* **Tasks for this exercise**
(a) According to the text on Saudi Arabian license plates, how many Arabic letters are used on the plates?
(b) Please write the next part of the text on Saudi Arabian license plates, picking up after its final sentence.

Vehicle registration plates of Saudi Arabia are manufactured by the Government Printing Press in Riyadh. Saudi Arabia has taken action to ensure that all people residing within its borders register their vehicles in Saudi Arabia and display a rear as well as a front license plate.

The plates consist of three letters and up to four numbers in Arabic. Both letters and numbers are also transliterated into the Latin alphabet and into the Western Arabic numerals, respectively.
On the right side (or in the center since 2014), the plate contains the Saudi Arabia coat of arms and the international code KSA letters written vertically (horizontally since 2014). The lower sticker is the official seal.
The standard plates always have four numbers and if necessary they are padded by zeroes. Personalised plates or earlier registrations may contain one, two or three numbers with or without zero padding.
The transliteration into the Latin alphabet is done from left to right, although Arabic letters are read from right to left. Furthermore, the transliteration is not always correct. There are only 17 Arabic letters used on the registration plates.

==Overview==
The following numerals and letters are used on Saudi registration plates.

| Eastern Arabic numerals | Western Arabic numerals |
|---|---|
| ٠ | 0 |
| ١ | 1 |
| ٢ | 2 |
| ٣ | 3 |
| ٤ | 4 |
| ٥ | 5 |
| ٦ | 6 |
| ٧ | 7 |
| ٨ | 8 |
| ٩ | 9 |

| Arabic letters | Mapped Latin letters | Phonetic Transliteration |
|---|---|---|
| ا | A | a |
| ب | B | b |
| ح | J | ḥ |
| د | D | d |
| ر | R | r |
| س | S | s |
| ص | X | ṣ |
| ط | T | ṭ |
| ع | E | ʿ |
| ق | G | q |
| ك | K | k |
| ل | L | l |
| م | Z | m |
| ن | N | n |
| هـ | H | h |
| و | U | u |
| ى | V | á / ỳ |

All plates have a white background, but several vehicle types may have a different background on the Strip which contains the coat of arms, the country name abbreviation and official seal. The strip is on the right hand side for 335x155 mm (US Size) License Plate. and in the middle for 550x110mm (EU Size) License Plate. Each type of license plate also has a symbol, such as a circle or a triangle, at the bottom of the strip. The US Size is the standard in the country. However, the EU Size is available if needed.

* **Dataset excerpts**
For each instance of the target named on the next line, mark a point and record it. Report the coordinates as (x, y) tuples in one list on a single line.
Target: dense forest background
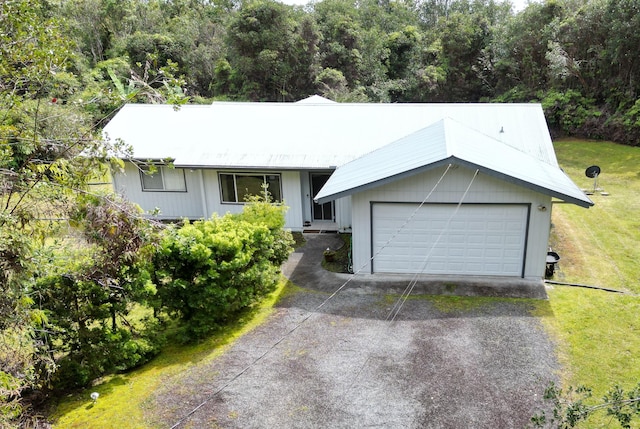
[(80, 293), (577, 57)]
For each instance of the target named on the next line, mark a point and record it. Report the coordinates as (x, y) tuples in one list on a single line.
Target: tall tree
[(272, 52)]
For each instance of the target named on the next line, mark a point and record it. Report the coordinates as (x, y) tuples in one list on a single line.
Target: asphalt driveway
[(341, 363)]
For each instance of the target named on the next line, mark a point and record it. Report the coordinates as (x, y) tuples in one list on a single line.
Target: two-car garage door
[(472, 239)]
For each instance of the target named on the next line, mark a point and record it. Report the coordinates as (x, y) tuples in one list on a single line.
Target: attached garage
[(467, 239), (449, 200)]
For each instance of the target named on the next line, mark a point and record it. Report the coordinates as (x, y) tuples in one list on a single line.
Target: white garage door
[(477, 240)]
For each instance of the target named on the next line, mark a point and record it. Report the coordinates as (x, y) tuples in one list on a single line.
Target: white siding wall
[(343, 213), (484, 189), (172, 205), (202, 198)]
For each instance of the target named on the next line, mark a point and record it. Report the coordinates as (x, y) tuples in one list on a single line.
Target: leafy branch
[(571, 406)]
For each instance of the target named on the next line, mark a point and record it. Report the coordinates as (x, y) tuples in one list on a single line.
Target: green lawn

* **List of answers**
(a) 17

(b)
| Strip | Meaning |
|---|---|
|  | Emblem of Saudi Arabia |
| السعودية | as-Suʿūdiyya (Saudi in Arabic) |
| KSA | Kingdom of Saudi Arabia |
| ● ▲ ▼ ◀ | Car type symbol |

== Types of plates ==

| Type | 335x155mm Plate (US Size) | 550x110mm Plate (EU Size) | Notes |
|---|---|---|---|
| Private Cars |  |  | The strip on the plates for private cars is coloured white. The symbol at the bottom of the strip is a circle. The Saudi Police uses standard registration plates. |
| Public Transport |  |  | The strip on the plates for public transport and taxis is colored yellow. The symbol at the bottom of the strip is a triangle pointing up. |
| Commercial |  |  | The strip on the plates for trucks and utility vehicles is colored blue. The symbol at the bottom of the strip is a triangle pointing down. |
| Temporary |  |  | The strip on the plates for trucks and utility vehicles is colored silver. The symbol at the bottom of the strip is a triangle pointing left. |
| Diplomatic |  |  | The strip on the plates for diplomatic vehicles is colored green. The Saudi Coat of arms is surrounded by a white rectangle. There is no symbol at the bottom of the strip. |

== Banned combinations ==
Some letter combinations were banned beginning in 2009, either for their Arabic or Latin translation. Examples include " 'S' 'E' 'X' " and " 'A' 'S' 'S' ". Around 90,000 plate combinations already in use were removed from circulation as some car owners had deliberately chosen offensive combinations.

== Former registration plates ==
The current plates were introduced in 2006. The former registration plates prior to 1996 used only 3 numbers and 3 letters with no translation. Even older license plates had a 7-number combination assigned to them, appearing in Arabic (International) and Hindi (East Arab) numerals. Above them was written Al-Saudia, in Arabic only. Numbers were sometimes padded by zeroes.
Plates for trucks, public transport or diplomatic vehicles had a blue, yellow, or green background, respectively. The colors have been preserved in the current system, except that in the older system the entire plate had such a background.